··· RECORDS SHOWN ···

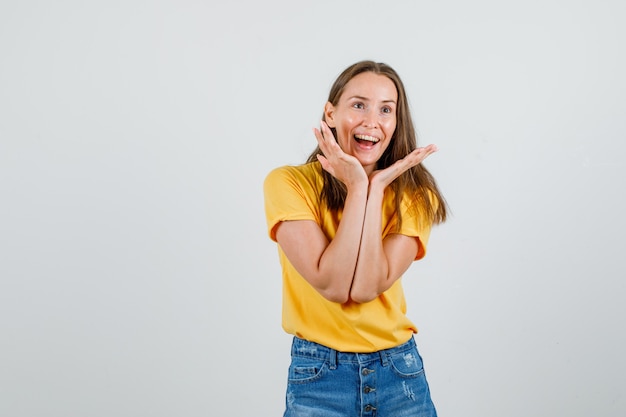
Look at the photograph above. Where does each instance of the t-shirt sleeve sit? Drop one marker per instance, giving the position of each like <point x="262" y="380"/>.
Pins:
<point x="416" y="225"/>
<point x="285" y="199"/>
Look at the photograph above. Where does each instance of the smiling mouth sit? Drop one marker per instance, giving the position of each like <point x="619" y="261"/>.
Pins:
<point x="365" y="139"/>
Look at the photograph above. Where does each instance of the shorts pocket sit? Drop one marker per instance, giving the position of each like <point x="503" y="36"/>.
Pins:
<point x="407" y="364"/>
<point x="303" y="370"/>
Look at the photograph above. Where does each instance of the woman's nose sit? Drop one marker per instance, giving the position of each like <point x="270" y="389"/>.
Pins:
<point x="370" y="118"/>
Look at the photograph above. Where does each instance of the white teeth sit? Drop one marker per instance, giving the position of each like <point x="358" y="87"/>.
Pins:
<point x="367" y="138"/>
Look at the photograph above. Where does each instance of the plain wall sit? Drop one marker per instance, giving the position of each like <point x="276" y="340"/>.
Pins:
<point x="136" y="275"/>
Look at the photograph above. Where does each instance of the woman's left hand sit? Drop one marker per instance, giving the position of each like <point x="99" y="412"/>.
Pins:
<point x="386" y="176"/>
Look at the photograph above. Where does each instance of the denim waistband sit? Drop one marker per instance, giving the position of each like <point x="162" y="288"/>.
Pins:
<point x="305" y="348"/>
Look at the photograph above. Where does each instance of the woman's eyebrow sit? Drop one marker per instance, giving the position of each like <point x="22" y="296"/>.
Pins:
<point x="367" y="99"/>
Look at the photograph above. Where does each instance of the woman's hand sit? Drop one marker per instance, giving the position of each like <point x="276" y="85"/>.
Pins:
<point x="346" y="168"/>
<point x="386" y="176"/>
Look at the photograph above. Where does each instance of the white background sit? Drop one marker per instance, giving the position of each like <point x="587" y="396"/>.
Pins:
<point x="136" y="276"/>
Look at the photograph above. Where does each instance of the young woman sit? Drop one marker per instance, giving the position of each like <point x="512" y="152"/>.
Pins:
<point x="348" y="223"/>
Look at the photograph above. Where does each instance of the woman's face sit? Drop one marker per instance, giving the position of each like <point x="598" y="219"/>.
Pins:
<point x="365" y="117"/>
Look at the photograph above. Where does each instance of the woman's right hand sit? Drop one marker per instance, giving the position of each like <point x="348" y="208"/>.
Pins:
<point x="346" y="168"/>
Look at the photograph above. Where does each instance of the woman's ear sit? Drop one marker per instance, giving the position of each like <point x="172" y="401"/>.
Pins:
<point x="329" y="114"/>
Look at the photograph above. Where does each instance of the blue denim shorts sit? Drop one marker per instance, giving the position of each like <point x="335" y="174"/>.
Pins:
<point x="326" y="383"/>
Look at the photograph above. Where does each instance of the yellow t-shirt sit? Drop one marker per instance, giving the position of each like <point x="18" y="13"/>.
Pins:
<point x="293" y="193"/>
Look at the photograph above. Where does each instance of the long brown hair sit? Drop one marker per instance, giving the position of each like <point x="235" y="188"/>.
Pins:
<point x="417" y="181"/>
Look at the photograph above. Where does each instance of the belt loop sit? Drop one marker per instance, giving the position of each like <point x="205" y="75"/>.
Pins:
<point x="383" y="357"/>
<point x="332" y="359"/>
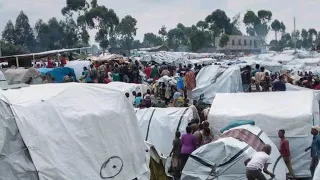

···

▶ **YOUR INSTRUCTIONS**: Copy every row above word for word, leaving out the pictures.

▶ **SOLUTION TO THIS EXERCISE**:
Look at the photograph above. Where does each instance of the t-shirt sleeve sit? Drop one marker per instance, giving the position of each like <point x="262" y="380"/>.
Pins:
<point x="416" y="225"/>
<point x="285" y="199"/>
Look at the photograph above. Where does each instance of the smiling mouth sit? Drop one marker per instance, giving the position of each like <point x="619" y="261"/>.
Pins:
<point x="365" y="139"/>
Look at the photograph above. Where does each instance of the shorts pocket sit? Drop one marker per instance, giving the position of each like <point x="503" y="36"/>.
Pins:
<point x="407" y="364"/>
<point x="303" y="370"/>
Look at the photograph above. Where does each instance of the woman's nose sit? Drop one marker per instance, giving the position of each like <point x="270" y="389"/>.
Pins:
<point x="370" y="118"/>
Look at the photograph above. Where does each instance of the white teeth sit? Drop one marker per instance, giving the position of each like <point x="358" y="87"/>.
Pins:
<point x="367" y="138"/>
Look at the photograph above. Where does each instance of the plain wall sit? Drop one marker per instance, giving the position of each like <point x="276" y="340"/>.
Pins:
<point x="136" y="275"/>
Look at the photograph above. Where does each instance of the woman's left hand sit? Drop one marker per instance, giving the position of each like <point x="99" y="412"/>.
Pins:
<point x="386" y="176"/>
Look at the photograph above. Where does each instance of the denim waistband sit? Drop one marker per instance, giving the position of each like <point x="162" y="288"/>.
Pins:
<point x="305" y="348"/>
Look at the photograph above. Where does each instance of the woman's eyebrow sit? Drop one marker per instance, giving the position of each like <point x="22" y="296"/>.
Pins:
<point x="367" y="99"/>
Look at the photograph above. Where does each instance of the woman's hand sit? Drop one marker per instance, giving the position of each like <point x="276" y="85"/>.
Pins:
<point x="346" y="168"/>
<point x="386" y="176"/>
Look at the photograph above. Where does each instance of the white background sit? Drop one marker per instance, giving the position of each like <point x="587" y="396"/>.
Pins:
<point x="136" y="276"/>
Look at the photograph above. Where does each instance of the young woman sit? Drop one marker per instance, giving the position of each like <point x="512" y="152"/>.
Pins:
<point x="348" y="223"/>
Look at the photograph above. Where does each instance of the woman's face sit? Drop one marker per instance, giving the position of each like <point x="598" y="219"/>.
Pins:
<point x="365" y="117"/>
Look at the photograph above. Where does each instance of the woman's right hand sit? Drop one marker per instance, giving the position of each like <point x="348" y="208"/>.
Pins:
<point x="346" y="168"/>
Look at the photograph above. Where does each instance of the woman's ear sit? Drop one marker per instance, giving the position of each like <point x="172" y="401"/>.
Pins:
<point x="329" y="114"/>
Look at the photograph above. Where does each instance of the blue denim shorts sit? Drop one marker per instance, giving the position of each like <point x="335" y="174"/>.
Pins:
<point x="326" y="383"/>
Look at the photograph above. Where does each instance of the yellow t-shirt sit? Drop one marker per instance, giving the position of each like <point x="18" y="13"/>.
Pins:
<point x="293" y="193"/>
Look at the photograph above. Where does each instance of the long brown hair sit? Drop one marker per instance, giving the position of each like <point x="235" y="188"/>.
Pins:
<point x="417" y="181"/>
Look at the photograph above. Where does each instance of the belt loop sit? Drop one marker per instance, giving the position of each like <point x="205" y="75"/>.
Pins:
<point x="383" y="357"/>
<point x="332" y="359"/>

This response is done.